▶ **WHAT YOU SHOULD DO**: Reproduce all of the data below word for word, leaving out no line.

───── THE DATA ─────

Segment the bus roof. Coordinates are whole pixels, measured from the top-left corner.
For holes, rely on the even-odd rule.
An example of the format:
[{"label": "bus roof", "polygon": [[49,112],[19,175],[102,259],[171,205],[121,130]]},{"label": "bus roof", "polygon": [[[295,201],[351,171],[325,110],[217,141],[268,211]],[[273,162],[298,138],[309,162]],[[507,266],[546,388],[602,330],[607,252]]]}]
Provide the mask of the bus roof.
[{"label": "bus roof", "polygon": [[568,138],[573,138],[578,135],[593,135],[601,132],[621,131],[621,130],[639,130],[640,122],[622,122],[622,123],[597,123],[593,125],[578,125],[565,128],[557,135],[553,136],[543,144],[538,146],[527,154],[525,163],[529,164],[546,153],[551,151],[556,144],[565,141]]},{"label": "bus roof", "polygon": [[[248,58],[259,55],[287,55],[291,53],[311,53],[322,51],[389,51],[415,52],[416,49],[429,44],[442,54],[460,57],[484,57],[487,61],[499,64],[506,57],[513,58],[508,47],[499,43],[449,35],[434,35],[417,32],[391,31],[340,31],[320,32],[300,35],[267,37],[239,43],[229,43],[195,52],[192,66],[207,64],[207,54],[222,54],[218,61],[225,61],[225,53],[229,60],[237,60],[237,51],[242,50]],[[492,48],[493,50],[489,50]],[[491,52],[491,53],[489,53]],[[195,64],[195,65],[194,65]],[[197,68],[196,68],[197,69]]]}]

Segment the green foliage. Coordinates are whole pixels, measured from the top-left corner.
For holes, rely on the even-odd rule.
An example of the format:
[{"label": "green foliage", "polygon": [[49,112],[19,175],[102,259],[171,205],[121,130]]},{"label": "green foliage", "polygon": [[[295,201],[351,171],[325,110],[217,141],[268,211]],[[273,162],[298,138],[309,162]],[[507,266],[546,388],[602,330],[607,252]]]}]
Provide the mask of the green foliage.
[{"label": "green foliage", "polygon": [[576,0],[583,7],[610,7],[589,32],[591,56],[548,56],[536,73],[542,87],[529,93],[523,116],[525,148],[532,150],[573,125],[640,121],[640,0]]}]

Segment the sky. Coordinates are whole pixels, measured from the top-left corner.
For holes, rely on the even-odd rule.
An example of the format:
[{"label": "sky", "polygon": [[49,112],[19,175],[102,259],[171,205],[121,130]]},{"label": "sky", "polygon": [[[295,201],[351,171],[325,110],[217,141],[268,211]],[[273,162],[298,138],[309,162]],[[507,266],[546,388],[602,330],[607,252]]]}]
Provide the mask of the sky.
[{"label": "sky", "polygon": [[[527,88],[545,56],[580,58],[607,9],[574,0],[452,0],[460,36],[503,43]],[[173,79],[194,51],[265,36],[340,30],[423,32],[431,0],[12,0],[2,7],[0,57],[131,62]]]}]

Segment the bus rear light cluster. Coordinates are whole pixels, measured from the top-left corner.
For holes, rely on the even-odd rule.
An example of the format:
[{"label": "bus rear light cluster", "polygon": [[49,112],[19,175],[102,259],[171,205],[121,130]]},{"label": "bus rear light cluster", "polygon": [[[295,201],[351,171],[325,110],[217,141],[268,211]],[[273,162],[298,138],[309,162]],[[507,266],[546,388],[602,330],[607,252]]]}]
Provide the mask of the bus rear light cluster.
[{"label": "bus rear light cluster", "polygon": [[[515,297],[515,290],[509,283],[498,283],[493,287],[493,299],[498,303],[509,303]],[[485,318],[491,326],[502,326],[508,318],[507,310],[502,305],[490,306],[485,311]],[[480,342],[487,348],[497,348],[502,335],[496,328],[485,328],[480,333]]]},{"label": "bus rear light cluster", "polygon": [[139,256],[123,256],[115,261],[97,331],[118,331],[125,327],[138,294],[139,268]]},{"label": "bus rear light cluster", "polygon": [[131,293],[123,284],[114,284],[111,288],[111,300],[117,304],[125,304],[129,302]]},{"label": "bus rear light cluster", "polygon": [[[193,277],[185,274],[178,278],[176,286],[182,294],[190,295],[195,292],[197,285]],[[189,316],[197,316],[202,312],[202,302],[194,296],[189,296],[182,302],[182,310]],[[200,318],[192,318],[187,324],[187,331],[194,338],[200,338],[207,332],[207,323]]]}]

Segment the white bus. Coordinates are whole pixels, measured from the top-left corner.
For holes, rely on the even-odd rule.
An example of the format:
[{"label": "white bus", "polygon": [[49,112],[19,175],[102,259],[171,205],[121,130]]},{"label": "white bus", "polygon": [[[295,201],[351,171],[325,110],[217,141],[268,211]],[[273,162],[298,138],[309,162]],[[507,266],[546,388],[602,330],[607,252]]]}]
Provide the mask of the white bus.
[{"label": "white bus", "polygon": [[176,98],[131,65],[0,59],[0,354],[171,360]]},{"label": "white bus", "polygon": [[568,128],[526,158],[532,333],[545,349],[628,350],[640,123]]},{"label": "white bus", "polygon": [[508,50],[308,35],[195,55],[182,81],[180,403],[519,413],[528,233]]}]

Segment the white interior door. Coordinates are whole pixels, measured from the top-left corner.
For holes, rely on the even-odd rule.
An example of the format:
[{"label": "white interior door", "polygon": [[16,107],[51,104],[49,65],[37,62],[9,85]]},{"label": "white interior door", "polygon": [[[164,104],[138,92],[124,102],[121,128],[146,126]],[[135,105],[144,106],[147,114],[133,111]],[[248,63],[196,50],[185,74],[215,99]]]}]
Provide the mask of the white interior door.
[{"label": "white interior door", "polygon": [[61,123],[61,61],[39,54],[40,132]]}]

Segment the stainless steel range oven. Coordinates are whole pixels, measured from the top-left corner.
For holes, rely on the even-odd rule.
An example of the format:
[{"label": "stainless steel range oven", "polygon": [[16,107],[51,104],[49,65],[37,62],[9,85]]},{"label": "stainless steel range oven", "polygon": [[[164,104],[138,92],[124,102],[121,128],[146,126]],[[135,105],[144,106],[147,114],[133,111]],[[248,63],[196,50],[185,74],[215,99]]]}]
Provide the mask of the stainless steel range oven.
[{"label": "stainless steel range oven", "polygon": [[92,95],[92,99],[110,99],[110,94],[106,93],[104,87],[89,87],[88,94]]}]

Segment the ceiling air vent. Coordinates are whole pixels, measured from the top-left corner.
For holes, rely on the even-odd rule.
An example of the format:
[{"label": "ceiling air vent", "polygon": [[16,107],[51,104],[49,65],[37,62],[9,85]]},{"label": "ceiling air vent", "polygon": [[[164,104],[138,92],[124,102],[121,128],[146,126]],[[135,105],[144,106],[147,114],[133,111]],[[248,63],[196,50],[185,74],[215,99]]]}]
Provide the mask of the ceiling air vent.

─────

▶ **COMPLETED EXERCISE**:
Segment the bus roof. Coordinates are whole pixels, measured from the top-left corner.
For holes, rely on the even-odd rule.
An example of the format:
[{"label": "bus roof", "polygon": [[49,112],[19,175],[102,259],[171,205],[121,130]]},{"label": "bus roof", "polygon": [[[295,201],[351,171],[325,110],[217,141],[268,211]],[[273,162],[298,138],[309,162]],[[507,266],[546,388],[602,330],[607,252]]]}]
Provide the mask of the bus roof.
[{"label": "bus roof", "polygon": [[568,138],[573,138],[578,135],[593,135],[601,132],[621,131],[621,130],[639,130],[640,122],[622,122],[622,123],[597,123],[593,125],[578,125],[565,128],[557,135],[553,136],[543,144],[538,146],[527,154],[525,163],[529,164],[546,153],[551,151],[556,144],[565,141]]},{"label": "bus roof", "polygon": [[[248,58],[259,55],[287,55],[291,53],[311,53],[322,51],[389,51],[415,52],[416,49],[429,44],[442,54],[460,57],[484,57],[487,61],[499,64],[506,57],[513,58],[508,47],[499,43],[449,35],[434,35],[417,32],[391,31],[340,31],[320,32],[300,35],[267,37],[239,43],[229,43],[195,52],[192,66],[207,64],[207,54],[222,54],[218,61],[225,61],[225,53],[229,60],[237,60],[237,51],[242,50]],[[492,48],[493,50],[489,50]],[[491,52],[491,53],[489,53]],[[195,64],[195,65],[194,65]],[[197,68],[196,68],[197,69]]]}]

Segment the green foliage. Coordinates are whole pixels, measured from the top-left corner.
For holes, rely on the even-odd rule.
An example of the format:
[{"label": "green foliage", "polygon": [[49,112],[19,175],[102,259],[171,205],[121,130]]},{"label": "green foliage", "polygon": [[[295,201],[351,171],[325,110],[217,141],[268,211]],[[273,162],[298,138],[309,162]],[[507,266],[546,388],[602,330],[607,252]]]}]
Provide the mask of the green foliage.
[{"label": "green foliage", "polygon": [[576,0],[583,7],[610,7],[589,32],[591,56],[548,56],[536,73],[542,87],[529,93],[523,116],[525,148],[532,150],[573,125],[640,121],[640,0]]}]

Segment the sky. Coordinates are whole pixels, measured from the top-left corner.
For holes, rely on the even-odd rule.
An example of the format:
[{"label": "sky", "polygon": [[49,112],[19,175],[102,259],[171,205],[121,130]]},{"label": "sky", "polygon": [[[295,201],[351,171],[325,110],[217,141],[268,211]],[[273,162],[298,138],[309,162]],[[507,266],[546,388],[602,330],[607,252]]]}]
Provide the mask of the sky.
[{"label": "sky", "polygon": [[[527,88],[545,56],[580,58],[607,9],[574,0],[452,0],[460,36],[503,43]],[[173,79],[194,51],[265,36],[340,30],[423,32],[431,0],[12,0],[2,7],[0,57],[131,62]]]}]

Segment the bus rear light cluster. Coordinates are whole pixels, measured from the top-left corner.
For holes, rely on the even-odd rule.
An example of the format:
[{"label": "bus rear light cluster", "polygon": [[49,112],[19,175],[102,259],[171,205],[121,130]]},{"label": "bus rear light cluster", "polygon": [[[295,201],[351,171],[325,110],[217,141],[268,211]],[[273,162],[298,138],[309,162]],[[507,266],[546,388],[602,330],[607,252]]]}]
Provide the mask of the bus rear light cluster.
[{"label": "bus rear light cluster", "polygon": [[[515,297],[515,290],[509,283],[498,283],[493,287],[493,299],[498,303],[509,303]],[[485,318],[491,326],[502,326],[508,318],[507,310],[502,305],[490,306],[485,311]],[[480,342],[487,348],[497,348],[502,335],[496,328],[485,328],[480,333]]]},{"label": "bus rear light cluster", "polygon": [[139,256],[123,256],[115,261],[97,331],[118,331],[125,327],[138,294],[139,268]]},{"label": "bus rear light cluster", "polygon": [[131,293],[123,284],[114,284],[111,288],[111,300],[117,304],[125,304],[129,302]]},{"label": "bus rear light cluster", "polygon": [[[193,277],[185,274],[178,278],[176,286],[182,294],[190,295],[195,292],[197,285]],[[189,316],[197,316],[202,312],[202,302],[194,296],[189,296],[182,302],[182,310]],[[200,318],[192,318],[187,324],[187,331],[194,338],[200,338],[207,332],[207,323]]]}]

Segment the white bus. Coordinates are whole pixels, measured from the top-left corner.
For holes, rely on the even-odd rule.
An example of the format:
[{"label": "white bus", "polygon": [[49,112],[19,175],[102,259],[171,205],[121,130]]},{"label": "white bus", "polygon": [[[295,201],[351,171],[325,110],[217,141],[268,211]],[[273,162],[298,138],[309,162]],[[507,266],[546,388],[602,330],[607,252]]]}]
Provide the mask of the white bus.
[{"label": "white bus", "polygon": [[176,98],[131,65],[0,59],[0,354],[171,360]]},{"label": "white bus", "polygon": [[568,128],[526,158],[532,333],[545,349],[628,350],[640,123]]},{"label": "white bus", "polygon": [[508,50],[308,35],[195,55],[182,81],[180,403],[519,413],[528,233]]}]

Segment the white interior door. Coordinates are whole pixels, measured from the top-left corner.
For holes, rely on the even-odd rule.
An example of the format:
[{"label": "white interior door", "polygon": [[16,107],[51,104],[49,65],[37,62],[9,85]]},{"label": "white interior door", "polygon": [[[164,104],[138,92],[124,102],[121,128],[146,126]],[[135,105],[144,106],[147,114],[133,111]],[[248,63],[196,50],[185,74],[215,99]]]}]
Provide the mask of the white interior door.
[{"label": "white interior door", "polygon": [[61,123],[61,61],[39,54],[40,132]]}]

Segment the stainless steel range oven. Coordinates are whole pixels, measured from the top-left corner.
For holes, rely on the even-odd rule.
An example of the format:
[{"label": "stainless steel range oven", "polygon": [[16,107],[51,104],[49,65],[37,62],[9,85]]},{"label": "stainless steel range oven", "polygon": [[[164,104],[138,92],[124,102],[121,128],[146,126]],[[135,105],[144,106],[147,114],[133,111]],[[248,63],[196,50],[185,74],[215,99]]]}]
Provide the mask of the stainless steel range oven.
[{"label": "stainless steel range oven", "polygon": [[92,95],[92,99],[110,99],[110,94],[106,93],[104,87],[89,87],[88,94]]}]

Segment the ceiling air vent. Coordinates are whole pixels, measured from the top-left corner.
For holes, rely on the even-odd rule.
An example of the format:
[{"label": "ceiling air vent", "polygon": [[16,107],[51,104],[49,65],[37,62],[9,85]]},{"label": "ceiling air vent", "polygon": [[[164,104],[138,92],[124,102],[121,128],[146,126]],[[135,105],[144,106],[147,114],[133,111]],[[248,63],[196,50],[185,74],[215,99]]]}]
Provide the mask of the ceiling air vent.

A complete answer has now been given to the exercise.